Records from a point annotation dataset

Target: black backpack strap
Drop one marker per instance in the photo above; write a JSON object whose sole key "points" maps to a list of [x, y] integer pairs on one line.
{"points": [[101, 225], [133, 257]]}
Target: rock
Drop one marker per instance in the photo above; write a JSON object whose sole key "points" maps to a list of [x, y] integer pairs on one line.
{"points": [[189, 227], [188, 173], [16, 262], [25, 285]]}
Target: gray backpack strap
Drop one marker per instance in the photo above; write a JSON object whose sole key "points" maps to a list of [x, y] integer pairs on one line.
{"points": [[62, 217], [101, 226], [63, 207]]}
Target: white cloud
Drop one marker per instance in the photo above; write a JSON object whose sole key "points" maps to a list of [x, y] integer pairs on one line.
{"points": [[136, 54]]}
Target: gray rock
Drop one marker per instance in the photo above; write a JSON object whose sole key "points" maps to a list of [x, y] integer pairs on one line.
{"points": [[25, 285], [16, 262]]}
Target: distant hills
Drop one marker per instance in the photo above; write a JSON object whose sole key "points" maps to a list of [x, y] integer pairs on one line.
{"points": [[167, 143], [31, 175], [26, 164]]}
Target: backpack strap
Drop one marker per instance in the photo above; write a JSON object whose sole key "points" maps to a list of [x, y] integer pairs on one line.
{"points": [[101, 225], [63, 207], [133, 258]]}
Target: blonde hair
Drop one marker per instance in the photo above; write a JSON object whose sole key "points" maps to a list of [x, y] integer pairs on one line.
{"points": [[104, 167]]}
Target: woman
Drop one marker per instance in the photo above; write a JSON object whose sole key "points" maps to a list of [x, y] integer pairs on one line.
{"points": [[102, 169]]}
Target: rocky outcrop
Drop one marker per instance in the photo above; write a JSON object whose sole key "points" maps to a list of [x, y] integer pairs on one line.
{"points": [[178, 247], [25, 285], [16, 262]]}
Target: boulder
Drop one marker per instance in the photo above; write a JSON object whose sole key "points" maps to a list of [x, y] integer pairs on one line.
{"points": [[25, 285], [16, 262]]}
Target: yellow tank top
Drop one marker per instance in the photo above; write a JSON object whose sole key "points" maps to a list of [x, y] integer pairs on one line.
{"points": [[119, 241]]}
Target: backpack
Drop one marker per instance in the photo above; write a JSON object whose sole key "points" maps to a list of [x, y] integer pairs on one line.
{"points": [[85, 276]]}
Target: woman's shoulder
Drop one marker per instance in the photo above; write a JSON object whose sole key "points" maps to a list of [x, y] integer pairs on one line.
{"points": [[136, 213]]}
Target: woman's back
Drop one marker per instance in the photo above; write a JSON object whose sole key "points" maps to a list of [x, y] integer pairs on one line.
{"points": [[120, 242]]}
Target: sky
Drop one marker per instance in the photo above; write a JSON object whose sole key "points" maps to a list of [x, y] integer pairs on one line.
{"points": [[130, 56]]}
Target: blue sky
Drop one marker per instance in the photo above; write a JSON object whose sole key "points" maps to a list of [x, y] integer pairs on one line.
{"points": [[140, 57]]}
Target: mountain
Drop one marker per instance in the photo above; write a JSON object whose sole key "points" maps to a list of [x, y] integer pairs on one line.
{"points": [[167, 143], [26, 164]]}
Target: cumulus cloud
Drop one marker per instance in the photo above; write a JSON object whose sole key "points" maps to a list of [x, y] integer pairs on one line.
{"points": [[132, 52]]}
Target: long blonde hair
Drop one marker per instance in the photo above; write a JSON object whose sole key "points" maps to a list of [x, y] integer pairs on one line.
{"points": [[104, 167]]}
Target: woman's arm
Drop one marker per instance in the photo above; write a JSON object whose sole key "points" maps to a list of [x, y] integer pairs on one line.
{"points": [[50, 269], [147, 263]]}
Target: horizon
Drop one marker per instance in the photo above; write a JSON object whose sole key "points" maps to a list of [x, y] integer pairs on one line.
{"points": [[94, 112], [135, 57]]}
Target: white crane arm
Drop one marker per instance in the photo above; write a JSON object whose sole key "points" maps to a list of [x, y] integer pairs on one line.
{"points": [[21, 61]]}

* * *

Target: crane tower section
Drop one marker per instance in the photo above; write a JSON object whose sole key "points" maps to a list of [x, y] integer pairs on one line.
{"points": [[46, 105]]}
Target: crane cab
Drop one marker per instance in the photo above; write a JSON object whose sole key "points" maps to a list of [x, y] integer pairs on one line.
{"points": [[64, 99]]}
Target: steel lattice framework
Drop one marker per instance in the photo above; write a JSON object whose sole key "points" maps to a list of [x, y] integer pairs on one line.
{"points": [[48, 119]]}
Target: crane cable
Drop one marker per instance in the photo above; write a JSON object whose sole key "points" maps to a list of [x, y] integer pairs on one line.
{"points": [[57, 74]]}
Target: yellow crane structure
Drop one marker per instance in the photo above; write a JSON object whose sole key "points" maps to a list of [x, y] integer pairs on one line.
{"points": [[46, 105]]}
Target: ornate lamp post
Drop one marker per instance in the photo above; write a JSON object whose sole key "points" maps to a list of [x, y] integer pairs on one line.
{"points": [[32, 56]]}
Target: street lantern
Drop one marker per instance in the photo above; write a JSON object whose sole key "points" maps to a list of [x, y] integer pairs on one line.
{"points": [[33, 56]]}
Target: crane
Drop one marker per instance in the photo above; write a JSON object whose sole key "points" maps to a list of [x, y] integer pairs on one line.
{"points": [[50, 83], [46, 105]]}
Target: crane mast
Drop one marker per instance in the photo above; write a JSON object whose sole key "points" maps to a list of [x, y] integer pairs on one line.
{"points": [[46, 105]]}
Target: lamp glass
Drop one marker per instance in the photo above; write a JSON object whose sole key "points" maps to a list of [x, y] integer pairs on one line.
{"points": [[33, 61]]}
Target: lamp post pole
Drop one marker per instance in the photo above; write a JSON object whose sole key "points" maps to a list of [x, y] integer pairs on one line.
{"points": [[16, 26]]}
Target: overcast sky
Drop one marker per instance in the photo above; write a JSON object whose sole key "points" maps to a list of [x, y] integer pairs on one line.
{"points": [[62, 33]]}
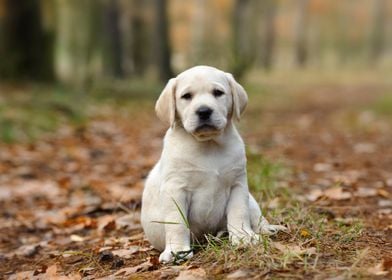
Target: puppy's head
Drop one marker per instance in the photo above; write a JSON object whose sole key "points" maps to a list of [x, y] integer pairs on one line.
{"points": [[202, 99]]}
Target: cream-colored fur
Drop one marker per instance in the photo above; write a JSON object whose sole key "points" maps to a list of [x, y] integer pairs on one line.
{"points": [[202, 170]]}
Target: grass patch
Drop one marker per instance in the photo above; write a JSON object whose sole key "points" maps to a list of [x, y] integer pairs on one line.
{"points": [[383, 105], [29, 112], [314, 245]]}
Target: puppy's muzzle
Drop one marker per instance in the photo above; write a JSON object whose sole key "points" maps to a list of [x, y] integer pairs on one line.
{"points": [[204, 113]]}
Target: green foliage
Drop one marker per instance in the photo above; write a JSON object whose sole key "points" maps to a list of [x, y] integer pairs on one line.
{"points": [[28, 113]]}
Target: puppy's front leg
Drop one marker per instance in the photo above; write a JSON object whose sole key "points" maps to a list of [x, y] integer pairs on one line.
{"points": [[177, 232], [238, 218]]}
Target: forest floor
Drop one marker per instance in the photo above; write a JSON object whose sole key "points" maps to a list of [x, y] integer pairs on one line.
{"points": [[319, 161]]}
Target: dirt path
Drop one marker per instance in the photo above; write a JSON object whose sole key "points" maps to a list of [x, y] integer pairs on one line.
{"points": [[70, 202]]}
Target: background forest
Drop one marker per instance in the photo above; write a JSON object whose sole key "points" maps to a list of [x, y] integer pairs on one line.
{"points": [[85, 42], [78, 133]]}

* BRIEF
Please gather every line in the records above that contains the string "woman", and copy each such line in full.

* SOLUTION TO THE PROBLEM
Target: woman
Target: woman's shoulder
Target: woman's back
Target: woman's arm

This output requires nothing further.